Assignment >> Look through the listing underneath for "query", and copy every line that has it.

##### Recorded information #####

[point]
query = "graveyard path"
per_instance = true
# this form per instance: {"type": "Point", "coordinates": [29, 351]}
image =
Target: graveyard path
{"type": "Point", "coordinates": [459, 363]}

#####
##### Recorded information #####

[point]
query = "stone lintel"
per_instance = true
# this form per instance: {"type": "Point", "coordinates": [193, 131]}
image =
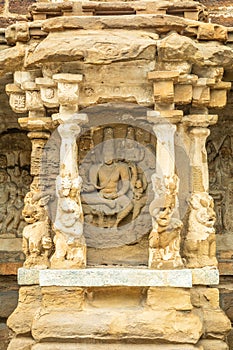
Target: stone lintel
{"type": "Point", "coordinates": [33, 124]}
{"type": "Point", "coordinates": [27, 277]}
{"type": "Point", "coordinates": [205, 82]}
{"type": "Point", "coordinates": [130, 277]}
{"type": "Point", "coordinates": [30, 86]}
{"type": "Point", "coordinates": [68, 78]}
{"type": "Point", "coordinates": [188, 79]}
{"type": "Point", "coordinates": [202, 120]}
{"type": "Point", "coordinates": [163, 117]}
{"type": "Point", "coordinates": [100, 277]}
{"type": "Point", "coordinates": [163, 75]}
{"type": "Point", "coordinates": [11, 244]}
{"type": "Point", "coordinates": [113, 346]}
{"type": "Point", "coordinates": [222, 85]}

#####

Result for this exercise >>
query = "graveyard path"
query = "stone lintel"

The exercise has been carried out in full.